** Start of EXCERPTED DATA **

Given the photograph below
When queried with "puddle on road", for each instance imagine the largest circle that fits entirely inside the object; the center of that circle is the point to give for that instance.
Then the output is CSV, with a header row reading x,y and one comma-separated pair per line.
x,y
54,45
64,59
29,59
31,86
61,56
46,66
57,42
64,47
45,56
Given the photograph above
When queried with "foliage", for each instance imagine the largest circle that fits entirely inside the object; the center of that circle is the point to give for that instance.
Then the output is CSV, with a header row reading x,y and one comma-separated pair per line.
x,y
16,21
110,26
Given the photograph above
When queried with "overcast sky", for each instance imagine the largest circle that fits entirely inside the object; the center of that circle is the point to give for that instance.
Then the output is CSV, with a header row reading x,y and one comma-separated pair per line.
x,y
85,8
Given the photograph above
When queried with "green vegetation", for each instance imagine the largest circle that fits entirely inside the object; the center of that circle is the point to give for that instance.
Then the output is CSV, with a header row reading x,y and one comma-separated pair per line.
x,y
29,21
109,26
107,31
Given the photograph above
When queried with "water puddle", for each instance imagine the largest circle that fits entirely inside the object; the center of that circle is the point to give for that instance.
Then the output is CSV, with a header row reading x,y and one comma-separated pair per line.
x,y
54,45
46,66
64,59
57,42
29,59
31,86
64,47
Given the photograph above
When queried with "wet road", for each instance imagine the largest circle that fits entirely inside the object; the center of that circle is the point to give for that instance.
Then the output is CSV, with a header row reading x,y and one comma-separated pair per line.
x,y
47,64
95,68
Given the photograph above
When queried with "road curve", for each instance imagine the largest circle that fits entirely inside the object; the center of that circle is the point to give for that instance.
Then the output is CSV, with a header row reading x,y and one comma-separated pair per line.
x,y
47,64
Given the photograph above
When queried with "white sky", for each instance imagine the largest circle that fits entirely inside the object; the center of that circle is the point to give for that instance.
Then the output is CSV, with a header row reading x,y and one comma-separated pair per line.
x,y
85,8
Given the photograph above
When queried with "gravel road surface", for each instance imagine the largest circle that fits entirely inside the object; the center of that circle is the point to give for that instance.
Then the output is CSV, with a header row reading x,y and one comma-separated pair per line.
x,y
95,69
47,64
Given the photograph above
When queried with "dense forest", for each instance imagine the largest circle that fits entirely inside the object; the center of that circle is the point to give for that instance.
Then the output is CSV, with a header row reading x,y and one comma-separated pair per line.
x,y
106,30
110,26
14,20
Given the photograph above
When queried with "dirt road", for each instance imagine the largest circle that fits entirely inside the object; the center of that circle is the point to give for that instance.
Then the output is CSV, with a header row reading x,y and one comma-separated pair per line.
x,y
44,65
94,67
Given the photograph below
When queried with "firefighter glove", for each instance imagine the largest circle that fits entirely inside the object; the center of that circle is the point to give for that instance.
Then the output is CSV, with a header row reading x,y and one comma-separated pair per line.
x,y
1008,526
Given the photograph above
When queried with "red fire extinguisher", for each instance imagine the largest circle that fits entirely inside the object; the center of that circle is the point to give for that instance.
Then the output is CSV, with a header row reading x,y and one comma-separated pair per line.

** End of EXCERPTED DATA **

Transcribe each entry exactly.

— RESPONSE —
Given the photograph below
When queried with "puddle on road", for each instance imagine the largest circle that fits entirely inside the object; the center of that circle is the point to give for that instance.
Then the output is CSV, with a header row reading x,y and one comma-separated pair per line.
x,y
54,45
64,59
29,59
31,86
61,56
46,66
57,42
64,47
45,56
Given the photograph above
When queried with "foliage", for each instance imagine the largest circle that fits entirely inside the object; the center of that circle is the point to give for that instance.
Then the output is CSV, with a header row reading x,y and one comma-separated pair per line.
x,y
16,21
110,26
Given the photograph above
When queried with "overcast sky", for each instance imagine the largest circle that fits entirely inside the object; the center of that circle is the point to give for that instance.
Then the output is CSV, with a header row reading x,y and one comma-separated pair per line.
x,y
85,8
Given the photograph above
When queried with "green vegetation", for each instance imagine the largest circle that fits entirely inside the object; the center of that circle is the point to give for that instance.
Then the output is CSV, with a header row reading x,y and one comma-separated pair per line.
x,y
29,21
109,26
107,31
Given the photograph above
When queried with "water puddle", for each instance imagine the largest circle that fits entirely inside the object; the center of that circle is the point to give for that instance.
Then the output is CSV, with a header row reading x,y and one comma-separated pair per line.
x,y
54,45
46,66
64,59
57,42
29,59
31,86
64,47
Given the photograph above
When queried with "wet road", for each instance imagine the largest circle that fits entirely inside the object; the center of that circle is the point to give for that instance.
Then the output is CSV, with a header row reading x,y and one comma-separated pair per line.
x,y
47,64
95,68
Given the photograph above
When queried with "road curve", for each instance imagine the largest circle that fits entirely inside the object; the center of that circle is the point to give for that instance.
Then the output is CSV, with a header row reading x,y and one comma-separated pair per line.
x,y
47,64
Given the photograph above
When queried with "white sky", for each instance imagine the largest circle that fits entirely inside the object; the center of that circle is the point to give for that instance.
Then the output is CSV, with a header row reading x,y and one comma-separated pair per line.
x,y
85,8
Given the photograph above
When queried with "gravel road surface", for each instance imagine the largest circle that fits entirely inside the object; the center of that circle is the point to give for that instance.
Then the output is CSV, with a header row reading x,y and one comma-separated pair per line.
x,y
95,69
47,64
Given the photograph above
When queried with "dense forest", for each instance imagine the largest circle that fits entirely inside the object; the center of that circle is the point to give for that instance.
Then the output is CSV, with a header row reading x,y and one comma-separated pair per line.
x,y
106,30
110,26
14,20
Given the photograph above
When queried with "dirt road", for each instance imagine the largest circle that fits entirely inside the object; the center of that circle is the point to give for that instance.
Then the output is CSV, with a header row reading x,y and one comma-separated pair per line.
x,y
44,65
94,67
Given the photograph below
When queried with "firefighter glove", for each instance imagine the largest circle that fits entirely inside the object; the center of that circle is the point to give for that instance.
Then the output is CSV, with a header row reading x,y and one comma-separated pair per line.
x,y
1008,526
Given the photograph above
When queried with "red fire extinguisher", for each instance imagine the largest circle that fits entirely inside the object; the center of that circle is the point to give for that instance.
Then the output is CSV, with a header row reading x,y and one comma-separated pair per line.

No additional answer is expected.